Short problem:
Reproduce the data word for word, starting with the line that contains "If you could mark the cheung" and continuing through the last line of the data.

Dataset content:
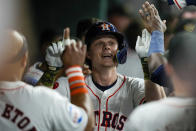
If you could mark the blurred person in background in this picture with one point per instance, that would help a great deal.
(83, 26)
(175, 113)
(37, 74)
(189, 12)
(156, 60)
(181, 4)
(22, 105)
(35, 71)
(126, 24)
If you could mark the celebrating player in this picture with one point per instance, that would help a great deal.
(177, 113)
(23, 107)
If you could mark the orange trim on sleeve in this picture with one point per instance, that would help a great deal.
(77, 85)
(79, 91)
(75, 78)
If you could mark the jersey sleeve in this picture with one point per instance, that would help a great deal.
(138, 91)
(160, 77)
(66, 116)
(134, 121)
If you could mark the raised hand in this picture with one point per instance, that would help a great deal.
(151, 18)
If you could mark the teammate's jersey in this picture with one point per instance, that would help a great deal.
(23, 107)
(113, 106)
(34, 74)
(170, 114)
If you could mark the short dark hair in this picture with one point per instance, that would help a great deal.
(182, 53)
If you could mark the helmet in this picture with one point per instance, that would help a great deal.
(106, 28)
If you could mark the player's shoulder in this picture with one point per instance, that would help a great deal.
(131, 81)
(162, 106)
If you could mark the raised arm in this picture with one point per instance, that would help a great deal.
(73, 60)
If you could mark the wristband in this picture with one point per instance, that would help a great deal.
(156, 43)
(76, 80)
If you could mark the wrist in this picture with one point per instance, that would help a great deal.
(76, 80)
(156, 43)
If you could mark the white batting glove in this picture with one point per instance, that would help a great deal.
(143, 44)
(54, 52)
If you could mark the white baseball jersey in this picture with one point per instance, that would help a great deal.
(113, 106)
(23, 107)
(34, 74)
(170, 114)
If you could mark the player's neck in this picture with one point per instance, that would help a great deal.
(105, 77)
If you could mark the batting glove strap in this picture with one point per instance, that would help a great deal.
(157, 43)
(76, 80)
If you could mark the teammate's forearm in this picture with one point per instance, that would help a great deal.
(153, 91)
(156, 51)
(79, 93)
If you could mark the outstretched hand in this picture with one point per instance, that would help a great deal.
(151, 18)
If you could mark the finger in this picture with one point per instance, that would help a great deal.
(84, 48)
(79, 43)
(150, 9)
(144, 8)
(60, 47)
(54, 45)
(142, 14)
(66, 33)
(51, 50)
(73, 47)
(155, 10)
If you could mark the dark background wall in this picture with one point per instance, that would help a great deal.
(58, 14)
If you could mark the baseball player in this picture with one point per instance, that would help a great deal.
(175, 113)
(114, 96)
(23, 107)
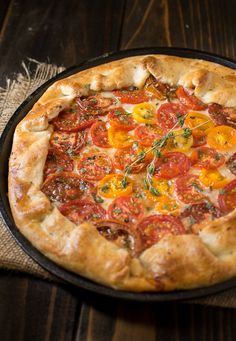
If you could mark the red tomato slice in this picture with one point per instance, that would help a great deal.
(95, 105)
(65, 186)
(208, 158)
(222, 116)
(79, 211)
(131, 96)
(73, 119)
(147, 134)
(123, 235)
(155, 227)
(57, 162)
(168, 114)
(70, 143)
(191, 101)
(231, 163)
(124, 157)
(189, 189)
(199, 212)
(126, 209)
(227, 197)
(99, 134)
(94, 166)
(120, 119)
(171, 165)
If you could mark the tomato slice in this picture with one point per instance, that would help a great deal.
(227, 197)
(94, 166)
(123, 235)
(65, 186)
(120, 119)
(189, 189)
(155, 227)
(144, 113)
(208, 158)
(222, 138)
(96, 104)
(70, 143)
(168, 114)
(112, 186)
(124, 157)
(212, 178)
(231, 163)
(131, 96)
(57, 162)
(119, 138)
(222, 116)
(171, 165)
(191, 101)
(99, 134)
(147, 134)
(126, 209)
(196, 213)
(79, 211)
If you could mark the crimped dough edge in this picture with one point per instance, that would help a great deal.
(176, 262)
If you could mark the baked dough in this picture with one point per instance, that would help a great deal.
(177, 261)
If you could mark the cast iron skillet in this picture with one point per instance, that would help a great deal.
(5, 149)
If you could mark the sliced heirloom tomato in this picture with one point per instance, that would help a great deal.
(231, 163)
(147, 134)
(227, 197)
(99, 134)
(66, 186)
(222, 138)
(208, 158)
(190, 101)
(189, 189)
(123, 235)
(144, 113)
(212, 178)
(155, 227)
(171, 165)
(79, 211)
(126, 209)
(168, 115)
(131, 96)
(57, 162)
(120, 119)
(119, 138)
(94, 166)
(113, 186)
(70, 143)
(196, 213)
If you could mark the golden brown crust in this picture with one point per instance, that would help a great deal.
(176, 262)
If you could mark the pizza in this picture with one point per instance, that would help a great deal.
(125, 173)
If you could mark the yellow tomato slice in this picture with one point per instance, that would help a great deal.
(119, 138)
(111, 186)
(162, 186)
(212, 178)
(144, 113)
(167, 205)
(222, 138)
(179, 143)
(194, 119)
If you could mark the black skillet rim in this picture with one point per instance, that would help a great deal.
(65, 275)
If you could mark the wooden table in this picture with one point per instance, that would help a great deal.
(66, 33)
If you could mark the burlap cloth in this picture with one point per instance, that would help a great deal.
(12, 257)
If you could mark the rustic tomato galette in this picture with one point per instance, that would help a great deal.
(125, 173)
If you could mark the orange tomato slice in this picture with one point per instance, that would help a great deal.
(112, 186)
(212, 178)
(222, 138)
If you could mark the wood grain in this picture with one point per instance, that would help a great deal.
(65, 33)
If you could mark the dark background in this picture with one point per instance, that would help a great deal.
(66, 33)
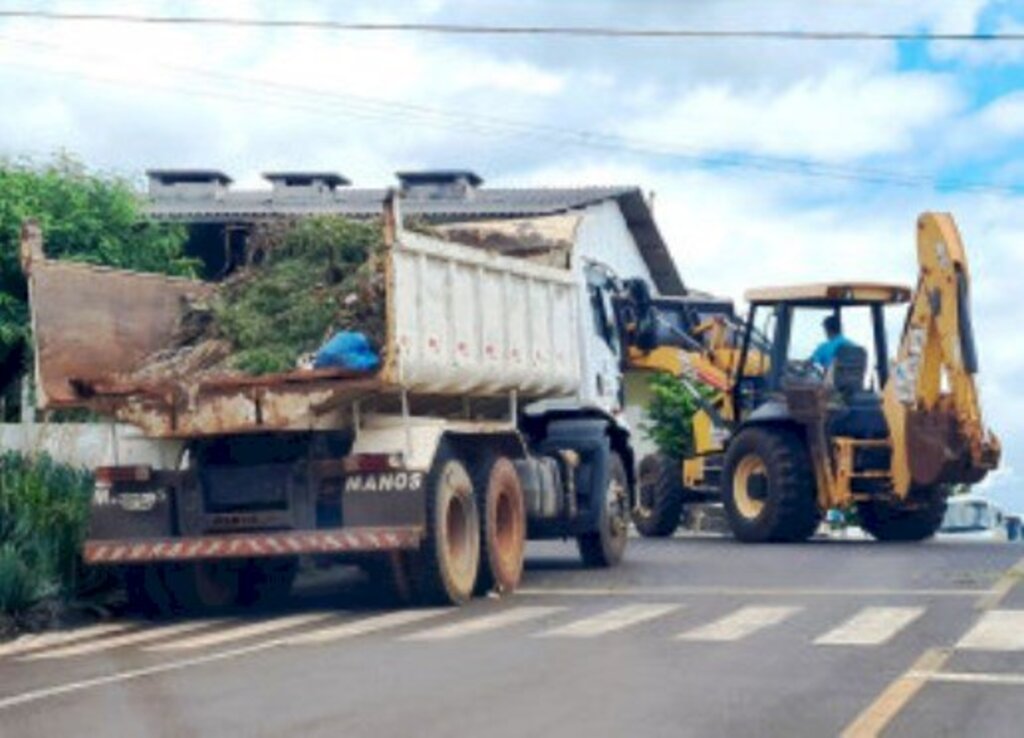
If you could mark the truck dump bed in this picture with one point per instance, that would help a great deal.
(461, 322)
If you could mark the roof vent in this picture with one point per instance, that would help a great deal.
(186, 183)
(439, 183)
(304, 184)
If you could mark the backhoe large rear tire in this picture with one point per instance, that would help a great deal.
(768, 487)
(659, 496)
(916, 520)
(446, 565)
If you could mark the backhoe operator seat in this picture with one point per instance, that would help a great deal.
(848, 370)
(861, 415)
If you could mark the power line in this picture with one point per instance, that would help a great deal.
(306, 99)
(605, 32)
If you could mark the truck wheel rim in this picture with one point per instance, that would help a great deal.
(461, 536)
(749, 467)
(507, 533)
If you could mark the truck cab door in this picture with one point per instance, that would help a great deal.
(603, 383)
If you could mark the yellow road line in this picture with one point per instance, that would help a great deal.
(1010, 680)
(896, 696)
(740, 592)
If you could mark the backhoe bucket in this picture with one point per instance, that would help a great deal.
(939, 452)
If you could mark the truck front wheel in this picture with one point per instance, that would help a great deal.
(503, 526)
(659, 497)
(768, 486)
(606, 546)
(450, 557)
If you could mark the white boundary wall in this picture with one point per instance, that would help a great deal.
(89, 444)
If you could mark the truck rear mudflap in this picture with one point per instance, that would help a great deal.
(248, 546)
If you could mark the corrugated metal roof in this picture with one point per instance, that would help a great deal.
(482, 203)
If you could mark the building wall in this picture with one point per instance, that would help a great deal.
(89, 444)
(603, 235)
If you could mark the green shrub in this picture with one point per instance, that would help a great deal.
(20, 584)
(670, 414)
(85, 216)
(44, 510)
(307, 278)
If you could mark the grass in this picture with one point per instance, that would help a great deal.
(306, 279)
(44, 510)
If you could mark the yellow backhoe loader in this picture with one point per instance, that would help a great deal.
(781, 440)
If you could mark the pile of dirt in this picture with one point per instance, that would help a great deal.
(303, 280)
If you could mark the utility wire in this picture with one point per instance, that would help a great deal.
(605, 32)
(294, 97)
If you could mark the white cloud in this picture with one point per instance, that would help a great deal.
(842, 115)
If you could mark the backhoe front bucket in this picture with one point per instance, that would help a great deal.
(939, 452)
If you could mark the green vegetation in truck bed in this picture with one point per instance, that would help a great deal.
(304, 279)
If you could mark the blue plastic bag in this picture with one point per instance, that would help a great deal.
(347, 349)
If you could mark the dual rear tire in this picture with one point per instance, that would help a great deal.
(476, 531)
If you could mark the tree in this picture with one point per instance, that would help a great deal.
(85, 216)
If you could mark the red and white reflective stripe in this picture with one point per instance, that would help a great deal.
(236, 546)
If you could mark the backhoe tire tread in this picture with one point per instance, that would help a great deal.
(888, 522)
(791, 512)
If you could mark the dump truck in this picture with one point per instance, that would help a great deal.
(431, 472)
(780, 439)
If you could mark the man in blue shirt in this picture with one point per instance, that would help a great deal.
(824, 354)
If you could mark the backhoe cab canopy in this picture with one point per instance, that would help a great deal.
(836, 295)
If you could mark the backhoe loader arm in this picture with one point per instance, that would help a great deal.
(931, 401)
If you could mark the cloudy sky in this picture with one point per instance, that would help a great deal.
(771, 162)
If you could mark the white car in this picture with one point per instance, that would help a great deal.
(971, 518)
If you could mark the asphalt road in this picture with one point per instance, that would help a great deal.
(689, 637)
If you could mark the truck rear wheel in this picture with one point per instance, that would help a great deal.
(450, 557)
(768, 486)
(916, 520)
(659, 496)
(503, 526)
(204, 584)
(606, 546)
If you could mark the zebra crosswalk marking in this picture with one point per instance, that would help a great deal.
(739, 624)
(27, 644)
(241, 632)
(129, 639)
(870, 626)
(365, 625)
(483, 623)
(614, 619)
(995, 631)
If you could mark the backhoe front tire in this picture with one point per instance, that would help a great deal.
(916, 520)
(659, 496)
(768, 488)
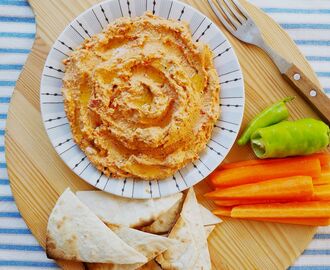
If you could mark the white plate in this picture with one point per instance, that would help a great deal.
(231, 98)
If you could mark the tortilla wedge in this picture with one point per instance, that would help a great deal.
(114, 210)
(75, 233)
(192, 250)
(208, 217)
(208, 230)
(167, 220)
(149, 245)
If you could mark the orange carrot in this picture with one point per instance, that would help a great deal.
(323, 157)
(298, 221)
(291, 188)
(251, 201)
(246, 175)
(319, 209)
(222, 211)
(324, 179)
(321, 193)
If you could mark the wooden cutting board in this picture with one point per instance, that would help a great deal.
(38, 175)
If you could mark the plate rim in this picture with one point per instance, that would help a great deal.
(124, 181)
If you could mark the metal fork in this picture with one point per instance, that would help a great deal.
(244, 28)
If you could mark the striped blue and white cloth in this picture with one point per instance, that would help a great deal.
(307, 22)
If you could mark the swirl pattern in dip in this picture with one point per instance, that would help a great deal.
(141, 97)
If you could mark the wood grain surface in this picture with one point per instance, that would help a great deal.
(38, 175)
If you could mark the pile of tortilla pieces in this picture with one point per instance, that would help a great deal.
(109, 232)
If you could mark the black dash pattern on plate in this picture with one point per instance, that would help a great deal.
(54, 119)
(105, 15)
(195, 166)
(97, 18)
(129, 9)
(98, 179)
(63, 43)
(123, 188)
(51, 94)
(233, 80)
(219, 143)
(226, 129)
(68, 149)
(169, 11)
(204, 164)
(56, 69)
(221, 53)
(203, 33)
(176, 183)
(78, 163)
(83, 28)
(61, 52)
(181, 14)
(212, 149)
(64, 142)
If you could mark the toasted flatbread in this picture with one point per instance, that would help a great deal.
(208, 230)
(166, 221)
(192, 250)
(149, 245)
(75, 233)
(208, 217)
(114, 210)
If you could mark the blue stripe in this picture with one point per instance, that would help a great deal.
(323, 74)
(13, 3)
(6, 198)
(11, 67)
(17, 19)
(322, 236)
(21, 247)
(17, 35)
(28, 264)
(296, 10)
(14, 231)
(308, 268)
(318, 58)
(7, 83)
(10, 214)
(312, 42)
(305, 25)
(9, 50)
(316, 252)
(4, 182)
(4, 99)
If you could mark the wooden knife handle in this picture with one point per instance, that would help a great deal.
(312, 93)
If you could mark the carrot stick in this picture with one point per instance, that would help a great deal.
(322, 193)
(324, 179)
(236, 202)
(323, 157)
(312, 209)
(291, 188)
(298, 221)
(246, 175)
(223, 211)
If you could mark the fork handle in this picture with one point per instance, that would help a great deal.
(309, 91)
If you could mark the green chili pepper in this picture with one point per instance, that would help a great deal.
(270, 116)
(290, 138)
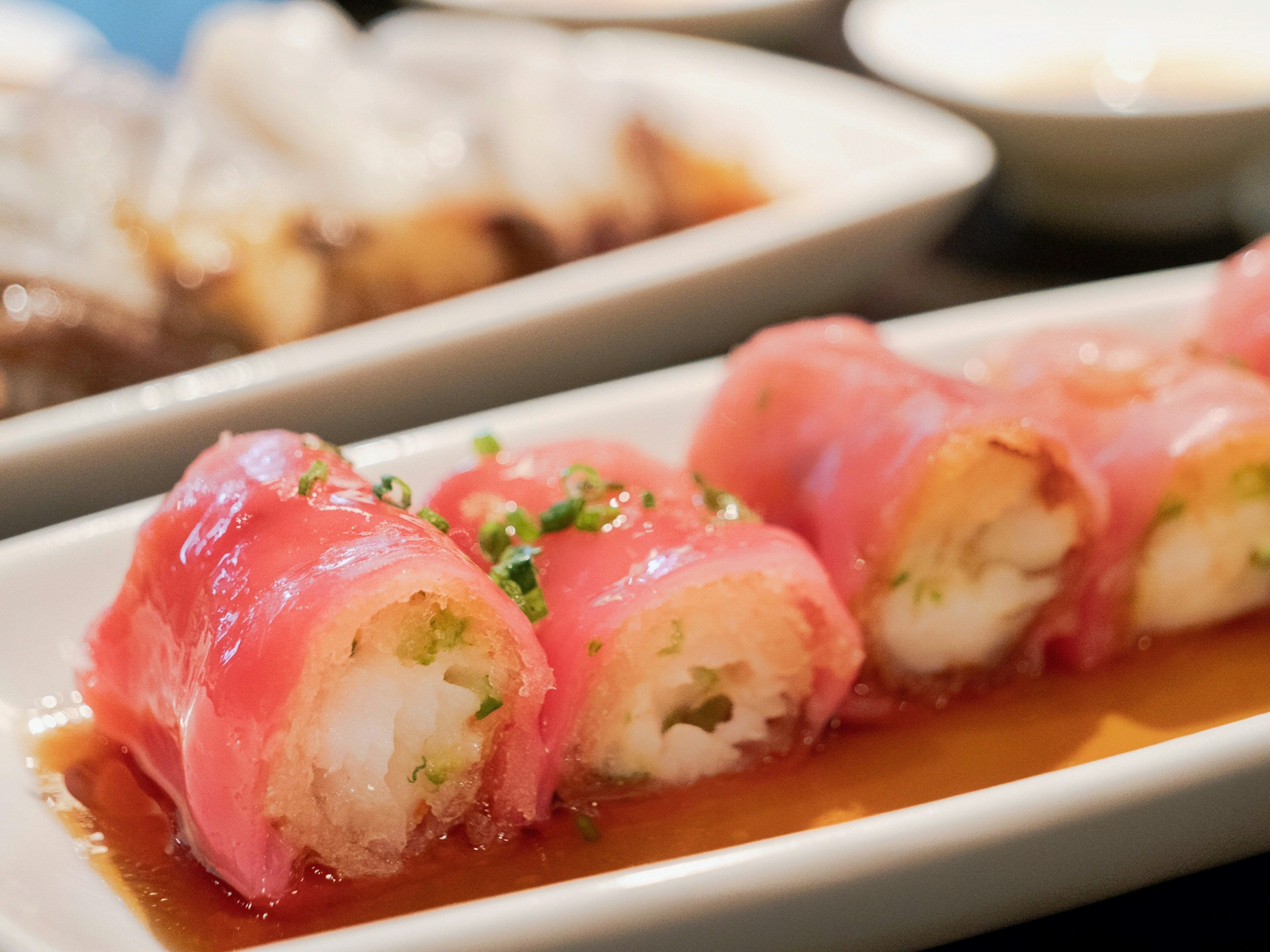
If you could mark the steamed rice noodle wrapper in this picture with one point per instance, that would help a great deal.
(686, 639)
(1239, 318)
(417, 168)
(316, 674)
(1184, 446)
(83, 310)
(951, 522)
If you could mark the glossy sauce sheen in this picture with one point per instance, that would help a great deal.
(1173, 689)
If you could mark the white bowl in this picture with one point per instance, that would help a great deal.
(902, 880)
(765, 23)
(1128, 119)
(864, 175)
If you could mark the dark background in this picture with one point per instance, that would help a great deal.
(991, 254)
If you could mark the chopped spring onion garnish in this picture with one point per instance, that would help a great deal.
(384, 491)
(594, 518)
(487, 707)
(1251, 482)
(486, 445)
(516, 575)
(587, 828)
(436, 777)
(318, 471)
(562, 515)
(724, 506)
(524, 525)
(444, 633)
(708, 715)
(676, 645)
(478, 685)
(583, 482)
(493, 540)
(586, 483)
(434, 517)
(926, 589)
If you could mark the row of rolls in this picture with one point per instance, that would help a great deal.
(300, 176)
(323, 669)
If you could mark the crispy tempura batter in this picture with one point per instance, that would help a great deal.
(1207, 555)
(390, 730)
(986, 544)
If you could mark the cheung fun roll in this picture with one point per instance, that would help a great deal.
(949, 521)
(1184, 446)
(686, 638)
(1238, 324)
(316, 674)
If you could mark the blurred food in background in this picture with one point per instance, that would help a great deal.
(302, 176)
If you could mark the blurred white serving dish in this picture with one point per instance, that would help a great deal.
(901, 880)
(1128, 119)
(765, 23)
(39, 44)
(863, 176)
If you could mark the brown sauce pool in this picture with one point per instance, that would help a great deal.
(1176, 687)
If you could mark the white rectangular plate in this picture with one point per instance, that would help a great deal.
(863, 175)
(905, 879)
(765, 23)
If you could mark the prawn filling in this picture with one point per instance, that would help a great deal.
(697, 686)
(984, 550)
(390, 730)
(1207, 555)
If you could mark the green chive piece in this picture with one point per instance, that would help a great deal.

The result:
If you could mark the cheung fun roll in this picture with one point per instance, that would help a great deal.
(949, 521)
(1184, 446)
(686, 638)
(1238, 324)
(316, 674)
If you could mark the blurred food in background in this picture with one point per instance, that would help a great deal.
(302, 176)
If you could mark the blurred white serving dish in this picture with one point per instance, that would help a great deal.
(901, 880)
(1128, 119)
(765, 23)
(39, 44)
(863, 176)
If you could mark the brown sauce pool in this picture with one point per instance, that would help a great deal.
(1176, 687)
If you could mark the white rectangular plate in this picture with one point per instance, that would help a great deal.
(863, 175)
(905, 879)
(765, 23)
If you could mark the prawn filling in this picture with one point per instance, that would help a great deal.
(697, 686)
(984, 550)
(390, 730)
(1207, 555)
If you could mark the green chive piece in this picture with one point per instance, that would help a great deal.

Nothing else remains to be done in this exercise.